## Article
_ _ _ _ _
Whatever the brightness you pick to map the dimmest detail possible to it was .7 lux in reality.
The dimmest that the camera could ever get was 0-.7 lux. It doesn't know what it was at that point, so it seems that you are back to assuming that everything here was at the top end of that, or .7 lux. Do you agree that if the camera says .7 lux then you don't know if it was getting .7 lux or something lower? If it can do .7 lux accurately then the same thing applies to .6 lux or lower.
Quote:
Originally Posted by KenLand
I think its fine for black or below black to dip below this, but to say it has to expand the CR from the signals maximum of 3K:1 to 200k:1 is not a good idea unless you know what you're doing.
Somebody doing a telecine sure better know what they are doing.
Quote:
Originally Posted by KenLand
If you for instance make the bottom of your gamma curve 0.0000 fL then you will loose shadow detail or at least severely distort the scene captured by the camera, because anything above absolute black is at the equivalent of .7 lux.
_ _ _ _ _
## Written exercise A
In the forum discussion about camera light levels, what does KenLand give as the signal's maximum contrast ratio?
## Written exercise B
Carry on the forum discussion about camera light levels, starting after its final sentence.

## Photo object pointing records
_ _ _ _ _
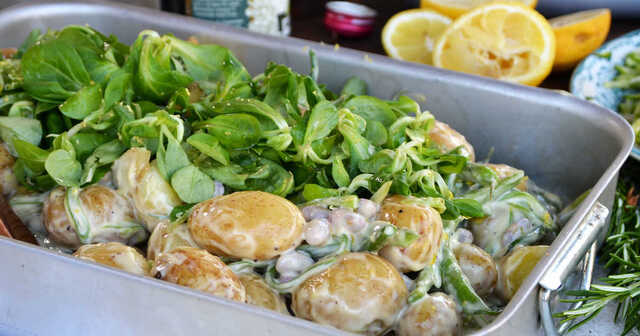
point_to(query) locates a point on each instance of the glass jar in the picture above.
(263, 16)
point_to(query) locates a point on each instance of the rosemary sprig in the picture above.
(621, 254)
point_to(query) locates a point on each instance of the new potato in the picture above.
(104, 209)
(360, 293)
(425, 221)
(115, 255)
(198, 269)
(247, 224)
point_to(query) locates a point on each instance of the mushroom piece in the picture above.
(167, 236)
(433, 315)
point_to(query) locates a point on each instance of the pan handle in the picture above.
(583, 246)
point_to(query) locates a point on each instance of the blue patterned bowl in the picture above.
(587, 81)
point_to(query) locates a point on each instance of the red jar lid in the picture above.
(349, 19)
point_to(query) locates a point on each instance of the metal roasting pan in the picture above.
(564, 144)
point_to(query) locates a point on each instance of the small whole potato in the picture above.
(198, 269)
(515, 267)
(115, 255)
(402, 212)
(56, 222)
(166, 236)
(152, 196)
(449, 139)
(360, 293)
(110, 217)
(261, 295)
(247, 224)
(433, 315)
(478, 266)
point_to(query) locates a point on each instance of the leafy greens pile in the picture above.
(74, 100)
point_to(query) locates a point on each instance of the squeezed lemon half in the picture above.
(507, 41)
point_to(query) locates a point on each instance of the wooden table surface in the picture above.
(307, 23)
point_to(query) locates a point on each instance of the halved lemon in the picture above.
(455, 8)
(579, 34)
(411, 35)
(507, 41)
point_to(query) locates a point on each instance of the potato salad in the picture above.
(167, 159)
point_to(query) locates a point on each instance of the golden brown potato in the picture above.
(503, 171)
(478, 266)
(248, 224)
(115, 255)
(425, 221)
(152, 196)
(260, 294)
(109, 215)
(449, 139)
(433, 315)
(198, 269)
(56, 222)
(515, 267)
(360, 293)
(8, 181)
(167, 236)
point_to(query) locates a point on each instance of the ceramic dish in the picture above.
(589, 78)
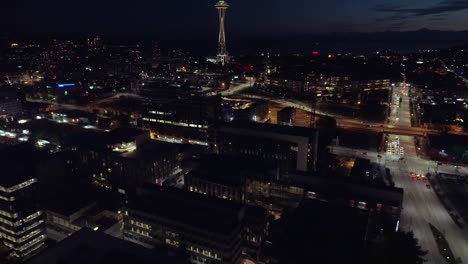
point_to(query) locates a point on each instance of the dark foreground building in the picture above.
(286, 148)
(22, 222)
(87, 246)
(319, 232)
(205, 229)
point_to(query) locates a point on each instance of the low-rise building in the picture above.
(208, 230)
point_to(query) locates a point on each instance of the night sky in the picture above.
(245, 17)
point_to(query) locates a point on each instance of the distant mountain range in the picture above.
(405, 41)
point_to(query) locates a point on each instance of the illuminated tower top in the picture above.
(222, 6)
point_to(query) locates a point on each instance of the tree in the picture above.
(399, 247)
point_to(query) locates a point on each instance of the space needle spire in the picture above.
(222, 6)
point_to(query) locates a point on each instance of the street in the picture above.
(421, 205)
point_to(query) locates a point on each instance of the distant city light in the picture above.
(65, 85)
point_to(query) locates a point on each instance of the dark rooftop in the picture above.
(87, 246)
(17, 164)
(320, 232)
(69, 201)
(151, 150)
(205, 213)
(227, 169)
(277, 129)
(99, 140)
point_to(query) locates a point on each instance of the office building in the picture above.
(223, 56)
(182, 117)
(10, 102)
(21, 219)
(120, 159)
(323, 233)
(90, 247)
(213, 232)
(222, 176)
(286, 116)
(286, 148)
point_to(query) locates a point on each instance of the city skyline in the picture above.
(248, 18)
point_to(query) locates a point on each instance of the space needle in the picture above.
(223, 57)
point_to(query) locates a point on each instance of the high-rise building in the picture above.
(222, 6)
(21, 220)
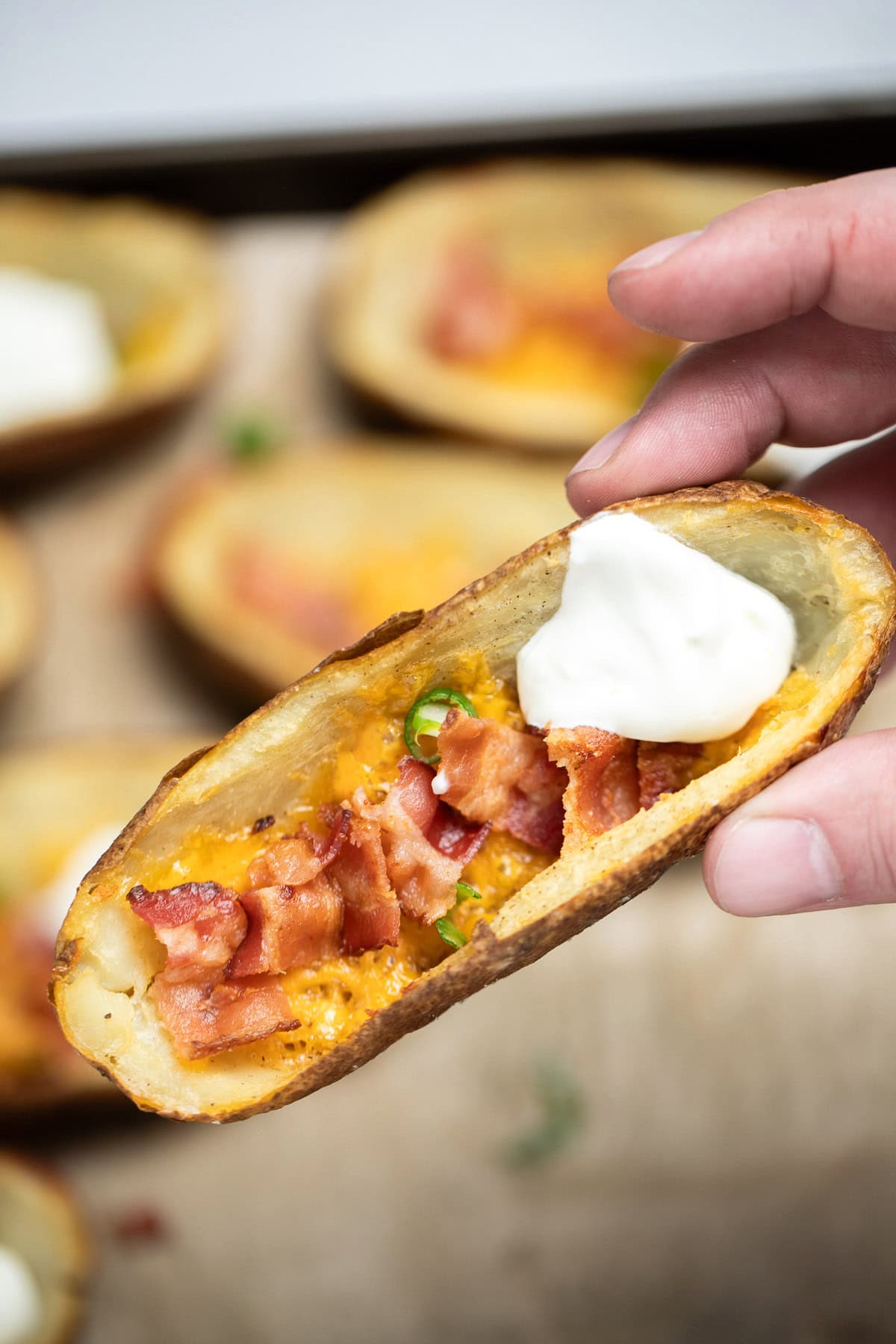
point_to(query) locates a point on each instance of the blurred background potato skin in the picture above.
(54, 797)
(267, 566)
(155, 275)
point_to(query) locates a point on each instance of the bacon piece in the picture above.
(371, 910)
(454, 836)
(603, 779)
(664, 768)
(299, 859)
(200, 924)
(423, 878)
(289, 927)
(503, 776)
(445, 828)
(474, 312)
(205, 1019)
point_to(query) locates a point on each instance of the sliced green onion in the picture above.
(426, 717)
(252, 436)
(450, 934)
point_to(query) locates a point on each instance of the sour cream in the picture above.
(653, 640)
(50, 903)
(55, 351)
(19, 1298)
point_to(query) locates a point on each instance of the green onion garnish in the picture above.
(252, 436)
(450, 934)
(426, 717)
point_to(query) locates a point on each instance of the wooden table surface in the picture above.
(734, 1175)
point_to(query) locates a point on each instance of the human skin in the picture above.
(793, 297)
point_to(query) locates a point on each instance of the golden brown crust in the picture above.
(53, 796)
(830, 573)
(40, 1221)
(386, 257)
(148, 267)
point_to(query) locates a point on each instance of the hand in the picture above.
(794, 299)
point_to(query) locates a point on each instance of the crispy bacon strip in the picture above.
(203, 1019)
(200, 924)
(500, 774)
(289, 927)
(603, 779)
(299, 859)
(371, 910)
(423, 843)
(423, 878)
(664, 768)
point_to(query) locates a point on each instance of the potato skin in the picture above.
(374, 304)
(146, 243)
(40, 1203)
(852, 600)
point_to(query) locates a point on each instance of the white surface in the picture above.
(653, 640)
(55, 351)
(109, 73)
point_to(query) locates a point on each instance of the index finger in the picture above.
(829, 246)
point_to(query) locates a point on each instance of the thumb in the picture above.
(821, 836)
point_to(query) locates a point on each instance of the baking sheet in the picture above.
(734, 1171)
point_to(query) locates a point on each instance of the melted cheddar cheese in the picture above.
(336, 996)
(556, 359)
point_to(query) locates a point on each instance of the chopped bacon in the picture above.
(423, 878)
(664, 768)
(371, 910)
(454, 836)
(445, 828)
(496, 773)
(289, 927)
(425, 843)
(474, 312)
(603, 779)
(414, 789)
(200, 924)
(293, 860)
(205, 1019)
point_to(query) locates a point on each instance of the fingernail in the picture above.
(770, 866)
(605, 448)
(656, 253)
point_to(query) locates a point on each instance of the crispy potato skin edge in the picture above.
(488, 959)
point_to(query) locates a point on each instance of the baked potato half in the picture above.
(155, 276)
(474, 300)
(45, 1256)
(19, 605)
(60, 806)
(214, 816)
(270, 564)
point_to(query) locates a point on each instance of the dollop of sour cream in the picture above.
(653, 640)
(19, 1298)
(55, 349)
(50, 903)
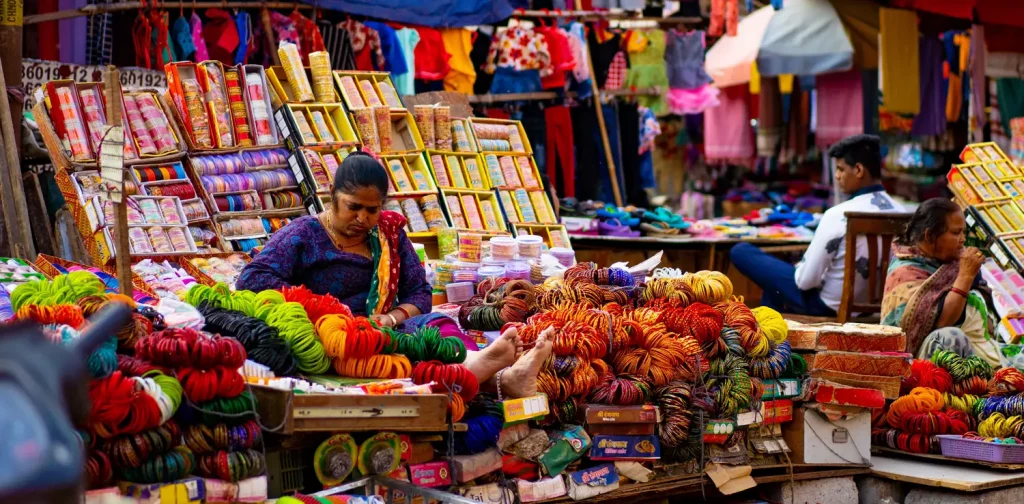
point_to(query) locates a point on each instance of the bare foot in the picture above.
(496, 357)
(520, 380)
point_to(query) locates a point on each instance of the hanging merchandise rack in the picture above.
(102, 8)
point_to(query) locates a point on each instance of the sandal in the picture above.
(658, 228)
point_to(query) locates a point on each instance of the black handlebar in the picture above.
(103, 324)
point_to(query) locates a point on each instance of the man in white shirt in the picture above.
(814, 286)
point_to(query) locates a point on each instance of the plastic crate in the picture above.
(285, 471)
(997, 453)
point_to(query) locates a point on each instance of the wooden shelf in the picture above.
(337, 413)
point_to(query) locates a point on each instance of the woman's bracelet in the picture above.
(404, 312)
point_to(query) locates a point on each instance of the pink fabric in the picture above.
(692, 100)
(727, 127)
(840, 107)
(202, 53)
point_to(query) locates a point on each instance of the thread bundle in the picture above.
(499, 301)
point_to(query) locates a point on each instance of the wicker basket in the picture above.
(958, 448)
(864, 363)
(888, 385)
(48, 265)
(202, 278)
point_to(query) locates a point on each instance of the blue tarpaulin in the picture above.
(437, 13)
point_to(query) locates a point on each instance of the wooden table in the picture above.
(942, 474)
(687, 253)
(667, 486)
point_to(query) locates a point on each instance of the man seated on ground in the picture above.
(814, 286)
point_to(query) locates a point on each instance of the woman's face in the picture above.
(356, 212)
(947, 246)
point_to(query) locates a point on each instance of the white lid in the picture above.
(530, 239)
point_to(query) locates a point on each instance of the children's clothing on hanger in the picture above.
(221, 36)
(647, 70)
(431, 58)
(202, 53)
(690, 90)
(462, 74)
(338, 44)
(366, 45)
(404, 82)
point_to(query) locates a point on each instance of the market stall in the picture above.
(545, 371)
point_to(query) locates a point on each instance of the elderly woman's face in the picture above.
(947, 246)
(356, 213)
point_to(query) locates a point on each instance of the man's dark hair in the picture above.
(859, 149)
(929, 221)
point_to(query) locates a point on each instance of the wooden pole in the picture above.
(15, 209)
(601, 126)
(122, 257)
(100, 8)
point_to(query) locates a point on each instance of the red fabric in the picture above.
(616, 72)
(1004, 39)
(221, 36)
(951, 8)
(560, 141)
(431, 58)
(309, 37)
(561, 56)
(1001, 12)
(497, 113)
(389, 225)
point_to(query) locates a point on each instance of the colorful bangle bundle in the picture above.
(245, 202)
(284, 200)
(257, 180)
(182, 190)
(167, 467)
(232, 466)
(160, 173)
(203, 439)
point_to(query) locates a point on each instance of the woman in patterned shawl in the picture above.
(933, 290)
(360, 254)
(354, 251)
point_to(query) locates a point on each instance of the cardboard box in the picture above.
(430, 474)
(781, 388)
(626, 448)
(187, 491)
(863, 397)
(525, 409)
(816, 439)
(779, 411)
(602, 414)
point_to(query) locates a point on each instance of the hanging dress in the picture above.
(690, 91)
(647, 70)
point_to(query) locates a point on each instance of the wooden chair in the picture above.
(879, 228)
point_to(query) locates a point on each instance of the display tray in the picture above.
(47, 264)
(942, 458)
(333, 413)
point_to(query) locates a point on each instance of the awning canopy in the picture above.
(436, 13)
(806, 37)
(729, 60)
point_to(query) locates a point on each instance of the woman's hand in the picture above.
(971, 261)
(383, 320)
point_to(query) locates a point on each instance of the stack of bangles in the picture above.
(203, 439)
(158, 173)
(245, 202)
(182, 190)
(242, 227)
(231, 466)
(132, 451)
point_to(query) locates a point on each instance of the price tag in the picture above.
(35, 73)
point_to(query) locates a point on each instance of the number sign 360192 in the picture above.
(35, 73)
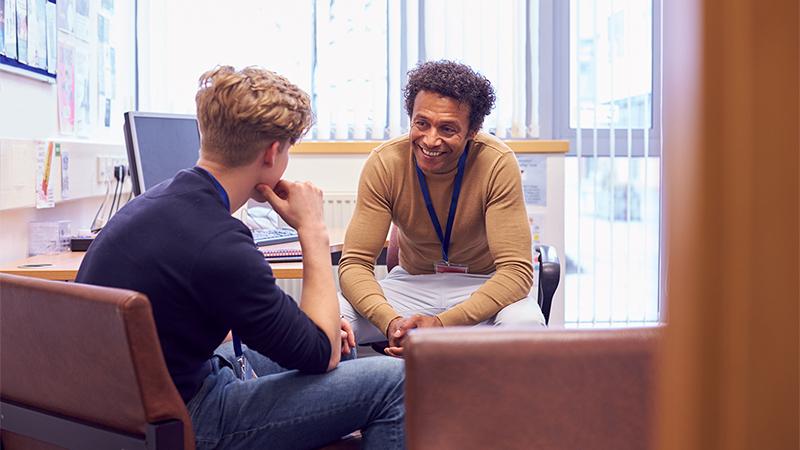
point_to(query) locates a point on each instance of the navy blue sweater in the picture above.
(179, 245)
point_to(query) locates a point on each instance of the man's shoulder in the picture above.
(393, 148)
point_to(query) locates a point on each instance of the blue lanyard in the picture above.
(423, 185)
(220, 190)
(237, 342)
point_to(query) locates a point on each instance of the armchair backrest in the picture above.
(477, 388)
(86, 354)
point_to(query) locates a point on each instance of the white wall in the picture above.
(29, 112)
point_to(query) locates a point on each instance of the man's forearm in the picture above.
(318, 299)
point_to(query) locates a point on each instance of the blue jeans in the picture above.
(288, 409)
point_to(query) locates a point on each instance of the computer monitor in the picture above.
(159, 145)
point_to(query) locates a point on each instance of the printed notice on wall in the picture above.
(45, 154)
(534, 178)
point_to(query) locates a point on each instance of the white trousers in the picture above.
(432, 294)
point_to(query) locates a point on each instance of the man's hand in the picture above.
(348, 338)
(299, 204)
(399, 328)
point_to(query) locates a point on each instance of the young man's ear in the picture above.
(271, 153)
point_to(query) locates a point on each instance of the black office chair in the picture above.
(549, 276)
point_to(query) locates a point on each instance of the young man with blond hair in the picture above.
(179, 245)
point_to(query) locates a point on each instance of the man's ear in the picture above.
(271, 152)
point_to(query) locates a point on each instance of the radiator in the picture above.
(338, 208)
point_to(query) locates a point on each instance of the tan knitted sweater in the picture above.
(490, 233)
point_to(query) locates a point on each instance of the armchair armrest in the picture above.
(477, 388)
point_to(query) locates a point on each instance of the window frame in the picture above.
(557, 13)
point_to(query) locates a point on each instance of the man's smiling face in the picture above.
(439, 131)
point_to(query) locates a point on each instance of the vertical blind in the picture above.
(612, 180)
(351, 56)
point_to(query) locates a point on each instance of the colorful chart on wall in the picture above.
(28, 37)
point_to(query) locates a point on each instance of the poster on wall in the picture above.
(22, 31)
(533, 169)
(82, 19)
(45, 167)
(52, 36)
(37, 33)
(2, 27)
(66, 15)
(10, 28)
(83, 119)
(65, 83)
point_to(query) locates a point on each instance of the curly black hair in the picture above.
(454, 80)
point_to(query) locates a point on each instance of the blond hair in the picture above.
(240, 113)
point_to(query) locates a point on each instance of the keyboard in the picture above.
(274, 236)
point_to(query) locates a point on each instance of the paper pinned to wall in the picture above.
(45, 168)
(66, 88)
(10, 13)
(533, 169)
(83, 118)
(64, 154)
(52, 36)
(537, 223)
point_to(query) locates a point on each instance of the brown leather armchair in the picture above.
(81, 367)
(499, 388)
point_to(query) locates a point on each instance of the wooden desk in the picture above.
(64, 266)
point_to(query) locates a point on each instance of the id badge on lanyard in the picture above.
_ _ _ _ _
## Written response A
3K:1

## Written response B
If .7 lux is your lowest then you will lose shadow detail because now you have to raise the next level enough to get a just-noticable-difference, even in mixed scenes. How are you proposing that you get shadow detail by mapping "black" to .7 lux? You are claiming I will distort it by using 0 lux, but you are proposing distorting it by mapping everything in the 0-.7 lux case to .7 lux from what I can see.
Quote:
Originally Posted by KenLand
Basically its not a good idea to map your whopping 220 possible levels to onto a 200K:1 CR. That would be an incredible gap between any two adjacent values.
How do you figure that? 200k:1 on/off CR doesn't tell you what the gap is between two adjacent values (not even counting dithering). Do you believe that the gap between .0001 and .003 ftL is an incredible gap? Why? If you are just looking at the 200k:1 to 3k:1 looking like a big gap, then you could look at the fact that every standard that calls for zero light for the lowest level (as every one I've seen does) calls for basically an infinite CR to some smaller CR between the lowest level and the second lowest level. But in absolute light terms the gaps aren't big like that.
Quote:
Originally Posted by KenLand
A better setup would map the real 3K:1 in the signal onto say 17-234/235 and reserve 16 for the blackest black your projector can muster.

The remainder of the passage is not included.